__What to work on__
**a)** In the comment thread, rewrite the passage starting with "I was stuck" and going on through "stuff to do.", changing "stepping stones" to "footholds".
**b)** According to the comment thread, why does wetcasements prefer working out at home on a stationary bike to using a gym? Answer in one to three sentences.
**c)** Answer these questions from the comment thread:
(i) What flavor of Cheez-Its is Death Panel Truck eating?
(ii) How much smaller than an American "good" size is a single-serving portion in South Korea?
(iii) What was the standard bottle size for Coca-Cola before the late 1950s?

─── Document extract

Death Panel Truck says:
Dayum, you people are a real buzzkill, talking about obesity and all while I sit here at the computer drinking a 40 of Olde English HG 800 while munching on Provolone-flavored Cheez-Its. But at least I'm being a foodie. See, they're gourmet provolone, rather than the garden-variety cheddar Cheez-Its. :)
wetcasements says:
Ta-Nahesi Coates wrote about this a while back and was (as usual) pretty good. If things aren't going great in your life, the McDonald's Value Menu starts to look pretty good. That concentrated burst of sugar/salt/fat is an easily accessible rush of good feelings in the brain. And as he also mentioned, losing weight is a life-time thing, a habit, not something you just do once and fuggedaboutit.
For me, gyms are OK but buying a stationary bike and some small weights has done pretty well for me. I like being able to do my workout while blasting my own music, then taking a shower by my lonesome. I have kind of a non-conventional work schedule, so it's nice to be able to exercise on my own time-table.
"I wouldn't say the US is more or less food oriented than Asia or Europe, but the emphasis is very different in that it seems to celebrate excess to cartoonish proportions"
After moving to South Korea this was one of the first things I noticed — from a meal in a restaurant to buying a can of soda, everything is just a lot smaller here. A single-serving portion is generally 25 to 50 % smaller than what would be considered a "good" size in America.
And Koreans do love their food (especially meat) and booze, but they tend to be a lot more physically active as well. If they don't exercise regularly, they definitely tend to walk a lot more and use public transportation.
Death Panel Truck says:
Used to be in America the standard for a bottle of soda was seven ounces (six oz. for Coca-Cola.) This didn't change until the late 1950s, when single-serve bottles grew in size from seven to 12 and then to 16 oz. Today people stride out of 7-Eleven with Super Big Gulps the size of 55-gallon drums, and no one seems to notice or care. I blame the stores that sell their products in the sizes they do, as cheaply as they do. People didn't used to buy large sizes when they simply weren't available.
Xynzee says:
My experience of depression I describe like this:
I felt as though I was in an impenetrable bubble. I could see you. I could hear you. However, between you and I, and any reasonable course of action (ie Stonefoxx's suggestion) and I was this barrier. Everything was boxed and compartmentalised.
I was stuck and could not move.
Until those outside the "bubble" understand that it's all hollow words. There is a hole in the bubble, the key is finding it. An important thing is to help the person to understand they do have the power to make some kind of choice somewhere in their circumstance. Nelson Mandela would move the chair he was forced to sit in before his beatings would move the chair one inch. It was one inch he did as an act of defiance. That one inch was one expression of will. That one inch was something he did and even though his tormentors didn't realise it, was something they could not take from him.
To those outside the bubble, the stones of the footpath through the swamp are obvious. Show them the stepping stones.
My ex during a stint would go to weekly $1 concerts at the Sydney Con. Sometimes you just have to look a bit harder for stuff to do.

──────
─── Data records

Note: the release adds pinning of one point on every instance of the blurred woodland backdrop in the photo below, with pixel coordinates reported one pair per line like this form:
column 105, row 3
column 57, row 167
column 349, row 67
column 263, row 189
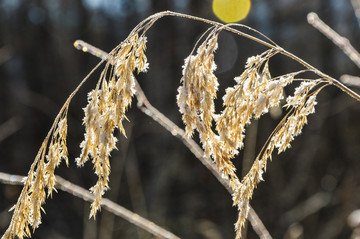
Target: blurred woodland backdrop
column 309, row 191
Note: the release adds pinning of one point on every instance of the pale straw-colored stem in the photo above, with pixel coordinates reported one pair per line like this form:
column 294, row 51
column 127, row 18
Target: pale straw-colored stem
column 107, row 204
column 145, row 106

──────

__Task results__
**a)**
I was stuck and could not move.
Until those outside the "bubble" understand that it's all hollow words. There is a hole in the bubble, the key is finding it. An important thing is to help the person to understand they do have the power to make some kind of choice somewhere in their circumstance. Nelson Mandela would move the chair he was forced to sit in before his beatings would move the chair one inch. It was one inch he did as an act of defiance. That one inch was one expression of will. That one inch was something he did and even though his tormentors didn't realise it, was something they could not take from him.
To those outside the bubble, the stones of the footpath through the swamp are obvious. Show them the footholds.
My ex during a stint would go to weekly $1 concerts at the Sydney Con. Sometimes you just have to look a bit harder for stuff to do.

**b)** Wetcasements likes being able to work out while blasting their own music and then shower alone. Their work schedule is non-conventional, so exercising at home lets them work out on their own time-table.

**c)**
(i) Provolone
(ii) Generally 25 to 50% smaller
(iii) Six ounces